• **Compiti**:
[a] Quali date complete di giorno, mese e anno compaiono nel brano su Trieste e l'Istria? Elencale tutte.
[b] Rispondi a queste domande sul brano su Trieste e l'Istria:
(i) Da chi è liberata Trieste, e per quale motivo?
(ii) Quante vittime della strage di Vergarolla furono identificate?
(iii) Da quali truppe era amministrata Pola?

• **Brano di testo**:
Il 1 maggio 1945, Trieste è occupata dall’esercito di Tito: si contano migliaia di persone torturate, uccise, mandate nei campi di concentramento; si muore di fame, di sporcizia, si verificano azioni “terrificanti”. Fiume, Trieste, Gorizia e tutta l’Istria sono occupate dall’esercito slavo. Trieste viene liberata dall’occupazione Titina, ma non s’interviene a difesa dei Triestini. L’8 maggio 1945 Slavi e forze alleate “brindano” alla liberazione di Trieste. Quest’ultima è liberata dagli americani, perché hanno bisogno del suo  porto per giungere in Austria.

La strage sulla spiaggia di Vergarolla, avvenuta il 18 agosto 1946, a Pola, fu causata dall’esplosione del materiale bellico, che provocò la morte di un centinaio di persone, di cui solo 64 furono identificate. Un terzo delle vittime erano bambini. In  quel dato periodo storico, l’Istria era rivendicata dal partito comunista slavo di Tito, che l’aveva occupata fin dal maggio 1945. Pola dal canto suo, era amministrata dalle truppe britanniche, e rappresentava l’unica parte dell’Istria al di fuori del controllo slavo. La responsabilità dell’esplosione, la dinamica e il numero delle vittime divengono fonte di animati dibattiti. L’inchiesta delle autorità giudiziarie inglesi stabilì che “gli ordigni furono fatti esplodere da persona o persone ignote”. Gli slavi traggono beneficio dalla strage di Vergarolla e con quest’ultima  inizia l’esodo. Il 10 febbraio 1947 gli esuli non sono più considerati di nazionalità italiana; l’Italia cede alla Yugoslavia l’isola di Pelagosa, le isolette adiacenti, e in Istria rimarranno i Titini e le persone anziane. A seguito dell’emigrazione forzata dei contadini e dei pescatori, categorie esperte per mantenere vivo il tessuto produttivo, l’economia Yugoslava subì un forte rallentamento. L’esodo e il conseguente “sventagliamento” furono configurati come una tragedia nella tragedia, non si sa che fine hanno fatto i parenti, gli affetti più cari, non esistono punti di riferimento, si emigra in varie nazioni date le circostanze avverse venutasi a creare. Gli esuli chiedono comprensione e compassione, ma non ricevono nulla in tal senso. Lo stato italiano, nonostante la presenza di numerosi campi profughi, non sa come gestire e collocare l’ingente massa di persone in cerca di lavoro e di dignità.

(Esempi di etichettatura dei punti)
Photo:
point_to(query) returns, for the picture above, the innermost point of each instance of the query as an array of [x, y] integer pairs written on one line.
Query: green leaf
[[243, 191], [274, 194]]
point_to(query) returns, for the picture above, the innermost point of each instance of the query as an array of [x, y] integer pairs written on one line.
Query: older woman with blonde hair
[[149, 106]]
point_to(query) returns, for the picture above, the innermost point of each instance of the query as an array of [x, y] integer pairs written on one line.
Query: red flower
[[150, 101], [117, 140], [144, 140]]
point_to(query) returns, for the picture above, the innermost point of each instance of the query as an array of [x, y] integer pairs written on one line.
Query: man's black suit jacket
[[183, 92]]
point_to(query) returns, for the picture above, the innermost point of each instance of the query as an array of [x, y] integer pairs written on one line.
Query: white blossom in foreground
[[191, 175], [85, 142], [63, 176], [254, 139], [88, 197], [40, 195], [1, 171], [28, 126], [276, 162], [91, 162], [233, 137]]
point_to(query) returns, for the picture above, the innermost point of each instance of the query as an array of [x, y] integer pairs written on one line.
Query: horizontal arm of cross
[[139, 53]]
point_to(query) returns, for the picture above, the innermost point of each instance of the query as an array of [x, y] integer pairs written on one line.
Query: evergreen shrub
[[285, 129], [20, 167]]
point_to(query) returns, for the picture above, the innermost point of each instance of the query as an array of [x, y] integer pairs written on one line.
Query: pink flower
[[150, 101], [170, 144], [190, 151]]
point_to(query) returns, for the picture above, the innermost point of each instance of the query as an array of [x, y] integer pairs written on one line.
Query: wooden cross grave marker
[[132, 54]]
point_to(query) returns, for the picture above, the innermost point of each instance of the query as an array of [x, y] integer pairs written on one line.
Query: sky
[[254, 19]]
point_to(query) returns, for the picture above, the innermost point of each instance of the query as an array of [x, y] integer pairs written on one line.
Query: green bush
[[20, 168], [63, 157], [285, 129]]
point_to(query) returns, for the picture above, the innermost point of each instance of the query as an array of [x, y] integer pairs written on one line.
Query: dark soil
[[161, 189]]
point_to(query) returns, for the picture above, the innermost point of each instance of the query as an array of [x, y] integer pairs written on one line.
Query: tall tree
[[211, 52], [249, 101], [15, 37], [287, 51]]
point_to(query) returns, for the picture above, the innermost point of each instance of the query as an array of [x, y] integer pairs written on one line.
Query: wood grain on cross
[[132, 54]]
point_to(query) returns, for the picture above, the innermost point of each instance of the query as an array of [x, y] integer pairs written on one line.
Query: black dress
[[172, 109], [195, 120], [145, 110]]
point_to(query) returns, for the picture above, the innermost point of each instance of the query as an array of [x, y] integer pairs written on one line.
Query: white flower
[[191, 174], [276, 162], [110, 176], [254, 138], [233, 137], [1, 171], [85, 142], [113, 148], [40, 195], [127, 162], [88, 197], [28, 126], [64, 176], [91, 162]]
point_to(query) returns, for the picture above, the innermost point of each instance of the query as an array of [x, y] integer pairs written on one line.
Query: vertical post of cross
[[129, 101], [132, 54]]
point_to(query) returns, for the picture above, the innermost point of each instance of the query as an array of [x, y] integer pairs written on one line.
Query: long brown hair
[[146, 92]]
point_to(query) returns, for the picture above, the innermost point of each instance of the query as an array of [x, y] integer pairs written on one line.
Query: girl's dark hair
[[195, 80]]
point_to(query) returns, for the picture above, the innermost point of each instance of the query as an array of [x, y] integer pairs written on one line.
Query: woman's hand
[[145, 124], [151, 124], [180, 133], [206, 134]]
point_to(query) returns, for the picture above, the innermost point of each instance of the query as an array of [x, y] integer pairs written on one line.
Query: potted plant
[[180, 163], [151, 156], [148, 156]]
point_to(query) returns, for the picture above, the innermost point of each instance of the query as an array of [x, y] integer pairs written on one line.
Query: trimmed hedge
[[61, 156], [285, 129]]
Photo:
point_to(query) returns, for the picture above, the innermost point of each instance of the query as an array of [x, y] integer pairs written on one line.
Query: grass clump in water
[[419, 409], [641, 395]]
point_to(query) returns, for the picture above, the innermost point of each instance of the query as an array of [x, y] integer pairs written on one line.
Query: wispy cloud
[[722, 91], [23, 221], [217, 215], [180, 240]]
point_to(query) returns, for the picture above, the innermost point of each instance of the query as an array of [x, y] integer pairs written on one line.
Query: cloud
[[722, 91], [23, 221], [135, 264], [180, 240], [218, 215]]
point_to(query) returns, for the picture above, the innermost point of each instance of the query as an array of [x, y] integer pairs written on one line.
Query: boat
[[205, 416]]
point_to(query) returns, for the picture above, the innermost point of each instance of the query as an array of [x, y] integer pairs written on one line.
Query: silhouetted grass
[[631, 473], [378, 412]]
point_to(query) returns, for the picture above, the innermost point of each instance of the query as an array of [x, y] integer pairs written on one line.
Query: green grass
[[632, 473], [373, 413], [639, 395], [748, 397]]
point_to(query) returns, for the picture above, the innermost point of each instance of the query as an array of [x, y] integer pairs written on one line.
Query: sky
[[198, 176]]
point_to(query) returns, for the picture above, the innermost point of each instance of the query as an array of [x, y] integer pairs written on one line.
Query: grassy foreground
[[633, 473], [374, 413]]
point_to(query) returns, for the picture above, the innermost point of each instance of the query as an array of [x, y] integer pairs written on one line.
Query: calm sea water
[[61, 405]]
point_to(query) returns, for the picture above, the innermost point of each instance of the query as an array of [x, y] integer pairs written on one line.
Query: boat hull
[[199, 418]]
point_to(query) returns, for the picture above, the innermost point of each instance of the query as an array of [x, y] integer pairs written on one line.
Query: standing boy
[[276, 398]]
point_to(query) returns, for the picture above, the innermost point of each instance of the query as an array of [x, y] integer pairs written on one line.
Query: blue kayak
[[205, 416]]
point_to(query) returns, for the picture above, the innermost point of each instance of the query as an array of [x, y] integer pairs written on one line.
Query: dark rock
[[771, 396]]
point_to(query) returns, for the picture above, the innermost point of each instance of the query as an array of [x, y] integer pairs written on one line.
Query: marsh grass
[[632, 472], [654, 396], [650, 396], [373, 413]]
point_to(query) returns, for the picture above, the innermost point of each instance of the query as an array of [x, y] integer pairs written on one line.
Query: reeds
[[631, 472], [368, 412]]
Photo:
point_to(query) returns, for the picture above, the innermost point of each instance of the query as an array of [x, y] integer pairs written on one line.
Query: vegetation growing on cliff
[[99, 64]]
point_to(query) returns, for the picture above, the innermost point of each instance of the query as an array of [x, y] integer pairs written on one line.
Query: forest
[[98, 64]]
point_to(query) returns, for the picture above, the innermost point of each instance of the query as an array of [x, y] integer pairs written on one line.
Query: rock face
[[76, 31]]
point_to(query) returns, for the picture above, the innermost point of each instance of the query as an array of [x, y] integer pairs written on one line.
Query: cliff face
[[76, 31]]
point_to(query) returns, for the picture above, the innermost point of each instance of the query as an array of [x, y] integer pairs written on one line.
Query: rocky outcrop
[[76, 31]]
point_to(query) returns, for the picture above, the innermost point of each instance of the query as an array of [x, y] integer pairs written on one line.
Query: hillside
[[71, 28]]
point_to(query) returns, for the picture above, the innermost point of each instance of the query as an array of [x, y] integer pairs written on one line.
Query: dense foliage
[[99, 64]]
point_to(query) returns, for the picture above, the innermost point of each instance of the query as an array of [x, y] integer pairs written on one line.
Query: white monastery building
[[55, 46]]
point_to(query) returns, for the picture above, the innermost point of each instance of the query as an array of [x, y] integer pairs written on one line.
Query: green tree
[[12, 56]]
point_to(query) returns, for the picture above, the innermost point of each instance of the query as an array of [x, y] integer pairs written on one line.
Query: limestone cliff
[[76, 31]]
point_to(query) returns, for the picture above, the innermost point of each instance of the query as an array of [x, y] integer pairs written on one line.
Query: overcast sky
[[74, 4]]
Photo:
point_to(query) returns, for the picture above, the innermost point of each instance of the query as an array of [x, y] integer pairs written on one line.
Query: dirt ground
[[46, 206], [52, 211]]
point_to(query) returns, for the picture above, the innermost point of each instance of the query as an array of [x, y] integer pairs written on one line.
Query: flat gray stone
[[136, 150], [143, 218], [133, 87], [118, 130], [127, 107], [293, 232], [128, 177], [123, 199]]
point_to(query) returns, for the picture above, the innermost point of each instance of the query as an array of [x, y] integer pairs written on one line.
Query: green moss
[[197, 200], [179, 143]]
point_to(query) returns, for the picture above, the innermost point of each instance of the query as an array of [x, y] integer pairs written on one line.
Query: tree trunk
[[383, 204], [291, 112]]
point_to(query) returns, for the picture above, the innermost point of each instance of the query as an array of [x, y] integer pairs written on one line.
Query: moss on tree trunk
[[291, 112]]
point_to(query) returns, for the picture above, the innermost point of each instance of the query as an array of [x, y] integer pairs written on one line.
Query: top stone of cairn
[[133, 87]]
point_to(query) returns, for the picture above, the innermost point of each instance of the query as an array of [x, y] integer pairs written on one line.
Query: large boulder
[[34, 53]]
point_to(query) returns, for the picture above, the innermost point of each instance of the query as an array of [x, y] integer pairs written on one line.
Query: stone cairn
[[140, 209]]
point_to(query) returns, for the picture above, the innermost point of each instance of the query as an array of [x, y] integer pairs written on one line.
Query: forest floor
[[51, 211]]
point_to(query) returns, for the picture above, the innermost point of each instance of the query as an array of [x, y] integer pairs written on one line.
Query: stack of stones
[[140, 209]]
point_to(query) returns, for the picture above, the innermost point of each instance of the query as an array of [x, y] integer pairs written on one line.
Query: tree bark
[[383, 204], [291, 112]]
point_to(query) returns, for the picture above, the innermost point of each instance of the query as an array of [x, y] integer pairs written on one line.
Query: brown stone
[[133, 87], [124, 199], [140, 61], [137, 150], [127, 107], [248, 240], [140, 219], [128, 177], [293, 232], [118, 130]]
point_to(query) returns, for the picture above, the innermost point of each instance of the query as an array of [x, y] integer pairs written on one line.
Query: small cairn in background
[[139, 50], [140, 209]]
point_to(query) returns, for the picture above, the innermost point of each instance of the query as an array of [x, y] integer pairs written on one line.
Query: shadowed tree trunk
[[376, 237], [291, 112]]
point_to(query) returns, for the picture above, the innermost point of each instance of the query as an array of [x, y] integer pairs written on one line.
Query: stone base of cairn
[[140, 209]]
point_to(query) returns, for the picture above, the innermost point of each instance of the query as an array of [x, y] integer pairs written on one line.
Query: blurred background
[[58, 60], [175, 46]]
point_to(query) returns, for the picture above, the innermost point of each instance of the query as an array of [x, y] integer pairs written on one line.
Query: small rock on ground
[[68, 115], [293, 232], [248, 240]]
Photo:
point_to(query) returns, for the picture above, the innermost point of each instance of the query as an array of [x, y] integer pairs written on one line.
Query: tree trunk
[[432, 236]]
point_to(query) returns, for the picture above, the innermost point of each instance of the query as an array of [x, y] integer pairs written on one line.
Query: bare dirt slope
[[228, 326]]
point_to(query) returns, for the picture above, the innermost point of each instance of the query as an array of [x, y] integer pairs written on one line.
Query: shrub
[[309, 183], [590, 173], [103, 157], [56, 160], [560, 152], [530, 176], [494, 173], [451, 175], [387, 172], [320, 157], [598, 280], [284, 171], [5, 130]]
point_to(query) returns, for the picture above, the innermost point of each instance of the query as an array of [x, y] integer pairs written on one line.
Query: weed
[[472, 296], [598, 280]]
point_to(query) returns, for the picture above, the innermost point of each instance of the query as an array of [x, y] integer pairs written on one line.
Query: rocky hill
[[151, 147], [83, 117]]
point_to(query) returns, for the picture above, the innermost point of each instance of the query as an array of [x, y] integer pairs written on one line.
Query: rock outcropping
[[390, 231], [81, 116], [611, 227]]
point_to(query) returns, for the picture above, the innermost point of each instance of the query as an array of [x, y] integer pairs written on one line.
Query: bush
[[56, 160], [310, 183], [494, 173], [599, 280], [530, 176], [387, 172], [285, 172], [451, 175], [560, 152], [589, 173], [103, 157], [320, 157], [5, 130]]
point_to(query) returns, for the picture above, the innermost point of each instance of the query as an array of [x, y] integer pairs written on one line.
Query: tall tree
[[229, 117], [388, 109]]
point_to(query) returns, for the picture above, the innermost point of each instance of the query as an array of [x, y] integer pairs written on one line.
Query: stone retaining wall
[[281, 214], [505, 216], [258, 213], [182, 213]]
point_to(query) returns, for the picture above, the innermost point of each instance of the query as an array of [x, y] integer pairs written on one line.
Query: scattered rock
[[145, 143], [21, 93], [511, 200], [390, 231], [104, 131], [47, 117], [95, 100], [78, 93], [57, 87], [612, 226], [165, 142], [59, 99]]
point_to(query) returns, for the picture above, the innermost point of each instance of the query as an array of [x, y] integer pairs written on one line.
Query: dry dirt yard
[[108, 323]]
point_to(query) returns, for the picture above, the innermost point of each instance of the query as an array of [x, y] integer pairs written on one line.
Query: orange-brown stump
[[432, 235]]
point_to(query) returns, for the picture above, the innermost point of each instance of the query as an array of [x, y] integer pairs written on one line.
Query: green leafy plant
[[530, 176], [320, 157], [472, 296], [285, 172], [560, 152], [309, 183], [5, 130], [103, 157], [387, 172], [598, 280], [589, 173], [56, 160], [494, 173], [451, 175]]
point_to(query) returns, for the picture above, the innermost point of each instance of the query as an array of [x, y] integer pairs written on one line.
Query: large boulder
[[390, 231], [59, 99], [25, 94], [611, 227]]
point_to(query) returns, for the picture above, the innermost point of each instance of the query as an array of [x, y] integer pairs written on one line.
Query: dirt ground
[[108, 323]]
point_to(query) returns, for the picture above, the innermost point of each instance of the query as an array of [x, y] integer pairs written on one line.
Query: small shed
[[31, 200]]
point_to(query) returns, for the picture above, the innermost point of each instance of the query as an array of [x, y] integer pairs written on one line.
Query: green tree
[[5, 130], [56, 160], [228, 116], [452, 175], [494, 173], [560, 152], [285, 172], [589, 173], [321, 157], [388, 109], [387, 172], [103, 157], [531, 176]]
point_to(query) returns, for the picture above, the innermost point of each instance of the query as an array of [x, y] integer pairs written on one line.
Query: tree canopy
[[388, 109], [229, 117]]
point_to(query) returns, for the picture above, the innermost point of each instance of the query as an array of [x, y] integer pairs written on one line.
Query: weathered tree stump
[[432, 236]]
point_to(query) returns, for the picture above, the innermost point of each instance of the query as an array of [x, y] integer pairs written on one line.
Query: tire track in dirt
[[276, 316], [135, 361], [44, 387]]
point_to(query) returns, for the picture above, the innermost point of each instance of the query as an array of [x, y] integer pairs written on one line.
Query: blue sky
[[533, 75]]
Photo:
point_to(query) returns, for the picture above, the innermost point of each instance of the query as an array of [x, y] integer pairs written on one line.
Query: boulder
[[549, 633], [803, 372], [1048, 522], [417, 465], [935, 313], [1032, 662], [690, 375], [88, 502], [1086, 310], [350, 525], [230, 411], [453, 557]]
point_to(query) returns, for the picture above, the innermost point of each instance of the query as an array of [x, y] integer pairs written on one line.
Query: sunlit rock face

• **Risposte scritte**:
[a]
1 maggio 1945
8 maggio 1945
18 agosto 1946
10 febbraio 1947

[b]
(i) Dagli americani, perché hanno bisogno del suo porto per giungere in Austria.
(ii) 64.
(iii) Dalle truppe britanniche.